▶ _Stated exercise_:
How many lines in the items below contain the string "hair"? Reply with the number alone.

>> START

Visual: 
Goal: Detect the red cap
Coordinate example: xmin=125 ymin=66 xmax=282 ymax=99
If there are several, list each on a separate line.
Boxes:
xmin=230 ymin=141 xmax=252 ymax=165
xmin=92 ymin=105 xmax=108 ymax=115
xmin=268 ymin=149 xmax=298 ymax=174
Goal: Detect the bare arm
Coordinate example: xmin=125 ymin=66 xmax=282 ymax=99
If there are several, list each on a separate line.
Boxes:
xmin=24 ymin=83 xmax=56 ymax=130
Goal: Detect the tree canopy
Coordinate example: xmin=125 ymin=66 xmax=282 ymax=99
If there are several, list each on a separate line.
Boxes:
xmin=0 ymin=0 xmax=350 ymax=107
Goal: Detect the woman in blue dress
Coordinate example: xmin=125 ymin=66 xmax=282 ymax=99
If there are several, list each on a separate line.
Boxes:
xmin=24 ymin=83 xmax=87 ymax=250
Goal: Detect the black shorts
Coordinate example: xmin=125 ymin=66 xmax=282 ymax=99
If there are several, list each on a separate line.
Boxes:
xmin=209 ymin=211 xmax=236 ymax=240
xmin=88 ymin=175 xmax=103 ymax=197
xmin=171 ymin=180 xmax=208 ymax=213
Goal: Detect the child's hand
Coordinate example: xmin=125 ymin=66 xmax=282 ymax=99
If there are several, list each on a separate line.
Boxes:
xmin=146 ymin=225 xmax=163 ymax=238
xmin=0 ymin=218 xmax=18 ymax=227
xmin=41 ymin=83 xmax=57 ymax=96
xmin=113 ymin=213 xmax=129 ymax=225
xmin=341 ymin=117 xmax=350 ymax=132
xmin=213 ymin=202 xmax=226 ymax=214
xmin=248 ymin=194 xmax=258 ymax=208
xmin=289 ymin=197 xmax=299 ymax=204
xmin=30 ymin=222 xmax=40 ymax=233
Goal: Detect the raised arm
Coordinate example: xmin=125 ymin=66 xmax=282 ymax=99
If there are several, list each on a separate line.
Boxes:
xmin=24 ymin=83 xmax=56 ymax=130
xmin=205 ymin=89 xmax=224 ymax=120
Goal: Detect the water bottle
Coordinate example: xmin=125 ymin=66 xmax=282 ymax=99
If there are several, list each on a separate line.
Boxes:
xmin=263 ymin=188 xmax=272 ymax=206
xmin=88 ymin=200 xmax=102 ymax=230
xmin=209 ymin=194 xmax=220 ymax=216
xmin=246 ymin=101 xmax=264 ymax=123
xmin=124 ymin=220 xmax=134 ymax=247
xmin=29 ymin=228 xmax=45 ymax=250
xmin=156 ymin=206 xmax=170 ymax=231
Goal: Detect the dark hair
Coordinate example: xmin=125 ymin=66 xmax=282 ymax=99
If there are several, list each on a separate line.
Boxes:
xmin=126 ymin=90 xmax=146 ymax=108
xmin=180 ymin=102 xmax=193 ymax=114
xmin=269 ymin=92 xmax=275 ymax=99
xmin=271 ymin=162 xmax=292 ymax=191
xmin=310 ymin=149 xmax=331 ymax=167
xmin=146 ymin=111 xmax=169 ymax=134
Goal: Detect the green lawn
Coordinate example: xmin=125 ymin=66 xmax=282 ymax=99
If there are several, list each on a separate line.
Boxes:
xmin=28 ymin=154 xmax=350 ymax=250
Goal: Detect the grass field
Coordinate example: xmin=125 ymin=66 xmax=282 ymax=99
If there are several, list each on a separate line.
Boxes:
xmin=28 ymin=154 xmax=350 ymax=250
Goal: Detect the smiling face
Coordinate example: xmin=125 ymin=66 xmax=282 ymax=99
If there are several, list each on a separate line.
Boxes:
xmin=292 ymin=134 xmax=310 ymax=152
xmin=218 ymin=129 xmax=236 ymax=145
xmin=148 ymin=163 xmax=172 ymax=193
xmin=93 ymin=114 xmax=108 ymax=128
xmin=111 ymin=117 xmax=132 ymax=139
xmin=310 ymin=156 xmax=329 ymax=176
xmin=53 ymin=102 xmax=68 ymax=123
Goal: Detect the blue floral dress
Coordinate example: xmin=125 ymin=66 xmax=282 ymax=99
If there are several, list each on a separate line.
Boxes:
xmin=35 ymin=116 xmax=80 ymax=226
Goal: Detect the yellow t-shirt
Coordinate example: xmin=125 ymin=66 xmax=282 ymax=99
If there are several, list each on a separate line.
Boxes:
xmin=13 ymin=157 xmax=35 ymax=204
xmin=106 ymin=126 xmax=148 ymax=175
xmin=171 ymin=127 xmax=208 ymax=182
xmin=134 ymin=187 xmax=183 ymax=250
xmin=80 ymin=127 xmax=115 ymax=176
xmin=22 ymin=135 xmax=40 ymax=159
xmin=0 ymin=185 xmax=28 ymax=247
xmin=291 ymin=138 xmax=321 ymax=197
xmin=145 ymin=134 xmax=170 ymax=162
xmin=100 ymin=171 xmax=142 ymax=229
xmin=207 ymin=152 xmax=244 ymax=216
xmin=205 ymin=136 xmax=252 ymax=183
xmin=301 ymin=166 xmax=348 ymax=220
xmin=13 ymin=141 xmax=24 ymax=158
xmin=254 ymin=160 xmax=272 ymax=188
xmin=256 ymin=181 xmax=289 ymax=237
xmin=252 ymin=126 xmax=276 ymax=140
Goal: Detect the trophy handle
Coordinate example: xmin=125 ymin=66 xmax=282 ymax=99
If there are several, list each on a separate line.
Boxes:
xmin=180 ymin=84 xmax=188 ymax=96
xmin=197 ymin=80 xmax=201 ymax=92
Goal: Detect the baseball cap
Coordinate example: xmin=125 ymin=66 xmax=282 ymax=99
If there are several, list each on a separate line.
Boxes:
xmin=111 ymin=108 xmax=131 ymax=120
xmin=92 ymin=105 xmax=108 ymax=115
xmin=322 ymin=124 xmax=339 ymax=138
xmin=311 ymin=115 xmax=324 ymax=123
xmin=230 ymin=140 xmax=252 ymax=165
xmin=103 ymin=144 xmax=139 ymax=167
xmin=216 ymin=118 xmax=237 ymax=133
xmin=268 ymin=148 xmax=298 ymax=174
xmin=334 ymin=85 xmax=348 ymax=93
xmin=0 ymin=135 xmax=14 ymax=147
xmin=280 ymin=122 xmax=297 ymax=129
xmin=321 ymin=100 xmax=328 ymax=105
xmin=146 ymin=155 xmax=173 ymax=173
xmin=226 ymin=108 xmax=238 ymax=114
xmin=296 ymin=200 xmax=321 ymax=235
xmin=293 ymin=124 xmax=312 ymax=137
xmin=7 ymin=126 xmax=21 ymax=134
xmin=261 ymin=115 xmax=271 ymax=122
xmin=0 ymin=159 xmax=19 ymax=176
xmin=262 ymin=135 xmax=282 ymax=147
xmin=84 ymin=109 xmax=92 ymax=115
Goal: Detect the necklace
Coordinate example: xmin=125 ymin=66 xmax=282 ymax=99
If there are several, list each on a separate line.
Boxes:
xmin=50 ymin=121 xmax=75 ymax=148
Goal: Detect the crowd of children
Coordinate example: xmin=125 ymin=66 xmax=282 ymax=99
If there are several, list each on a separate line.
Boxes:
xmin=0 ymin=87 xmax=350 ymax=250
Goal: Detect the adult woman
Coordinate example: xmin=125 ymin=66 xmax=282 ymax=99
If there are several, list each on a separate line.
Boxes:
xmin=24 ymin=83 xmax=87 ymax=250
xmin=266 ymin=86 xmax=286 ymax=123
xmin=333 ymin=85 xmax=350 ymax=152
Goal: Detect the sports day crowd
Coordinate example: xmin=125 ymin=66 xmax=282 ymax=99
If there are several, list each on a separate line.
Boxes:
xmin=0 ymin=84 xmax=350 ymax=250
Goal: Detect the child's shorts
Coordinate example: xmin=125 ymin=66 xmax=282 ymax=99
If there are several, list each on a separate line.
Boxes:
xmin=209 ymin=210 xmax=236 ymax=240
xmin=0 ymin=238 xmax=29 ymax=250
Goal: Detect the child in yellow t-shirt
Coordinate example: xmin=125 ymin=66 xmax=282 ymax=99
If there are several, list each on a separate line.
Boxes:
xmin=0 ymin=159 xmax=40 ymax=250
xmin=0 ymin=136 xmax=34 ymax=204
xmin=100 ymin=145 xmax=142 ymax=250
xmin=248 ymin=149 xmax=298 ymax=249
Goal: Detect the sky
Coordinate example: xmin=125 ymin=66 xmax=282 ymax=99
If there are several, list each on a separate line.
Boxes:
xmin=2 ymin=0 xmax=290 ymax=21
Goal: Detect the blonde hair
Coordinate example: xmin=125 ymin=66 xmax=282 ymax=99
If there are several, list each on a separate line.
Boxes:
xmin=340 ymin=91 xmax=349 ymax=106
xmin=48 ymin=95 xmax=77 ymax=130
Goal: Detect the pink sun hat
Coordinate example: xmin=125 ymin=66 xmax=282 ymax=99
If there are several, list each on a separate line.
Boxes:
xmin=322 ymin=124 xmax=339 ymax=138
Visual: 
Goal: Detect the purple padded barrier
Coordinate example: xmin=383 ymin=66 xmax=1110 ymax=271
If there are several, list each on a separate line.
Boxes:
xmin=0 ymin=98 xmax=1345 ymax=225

>> END

▶ _Reply_:
2